» Text segment
# # #
Rubio Monocoat Natural Oil finish bonding technology allows local touch up of damaged areas or scratches, because only the free wood fibers will take the touchup coating. The finished margins next to the scratched or damaged area will not accept new Rubio Monocoat. After 10 minutes, just wipe away superfluous oil. There is no overlapping or additional density buildup at the margins.

*Next time you stop by the store check out the full range of color samples available in 20ml trial sizes , even in such a tiny size their coverage is amazing!*


----------



## pottz

i gotta check my supplier next time im in and see if they have sample sizes,id really love too try it.


----------



## Peteybadboy

Thanks for posting, I'm going to try it as well


----------



## Redoak49

Yes…I want to try it.


----------



## splintergroup

Good incentive to try, thanks!

I first hear of these on the Wood Whisperers videos but held short when I saw the prices. Now knowing a bit more about the work savings, then sure look better!
# # #
» Information given
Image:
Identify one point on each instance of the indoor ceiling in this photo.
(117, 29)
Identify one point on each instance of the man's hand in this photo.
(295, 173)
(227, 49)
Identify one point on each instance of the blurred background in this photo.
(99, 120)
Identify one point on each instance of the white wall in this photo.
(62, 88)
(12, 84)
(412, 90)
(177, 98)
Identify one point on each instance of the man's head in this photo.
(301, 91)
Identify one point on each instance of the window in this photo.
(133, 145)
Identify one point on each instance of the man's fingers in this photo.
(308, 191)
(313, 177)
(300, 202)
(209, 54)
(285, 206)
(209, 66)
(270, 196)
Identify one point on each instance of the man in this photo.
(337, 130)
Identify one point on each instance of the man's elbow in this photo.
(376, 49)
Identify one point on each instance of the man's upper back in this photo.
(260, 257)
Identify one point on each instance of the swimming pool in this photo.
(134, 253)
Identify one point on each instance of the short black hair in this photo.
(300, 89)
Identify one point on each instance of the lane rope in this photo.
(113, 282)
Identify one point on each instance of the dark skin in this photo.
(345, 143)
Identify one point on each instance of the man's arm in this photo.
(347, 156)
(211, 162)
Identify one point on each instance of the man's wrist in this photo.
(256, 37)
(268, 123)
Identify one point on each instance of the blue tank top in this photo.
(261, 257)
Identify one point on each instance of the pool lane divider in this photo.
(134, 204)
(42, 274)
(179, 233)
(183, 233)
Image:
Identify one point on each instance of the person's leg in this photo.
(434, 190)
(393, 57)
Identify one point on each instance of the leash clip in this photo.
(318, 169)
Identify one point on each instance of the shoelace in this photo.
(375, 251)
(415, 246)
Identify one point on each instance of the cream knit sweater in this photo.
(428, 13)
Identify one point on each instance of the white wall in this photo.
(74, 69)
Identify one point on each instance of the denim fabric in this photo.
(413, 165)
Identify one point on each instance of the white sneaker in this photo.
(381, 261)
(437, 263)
# # #
» Stated goal A
In the Rubio Monocoat thread, take the part that opens with the words "## splintergroup" and closes with "sure look better!", and write it out again with "prices" swapped for "price tags".
» Stated goal B
According to the Rubio Monocoat thread, how long should you wait before wiping away superfluous oil after a touch-up?

» Solution A
## splintergroup

Good incentive to try, thanks!

I first hear of these on the Wood Whisperers videos but held short when I saw the price tags. Now knowing a bit more about the work savings, then sure look better!

» Solution B
10 minutes.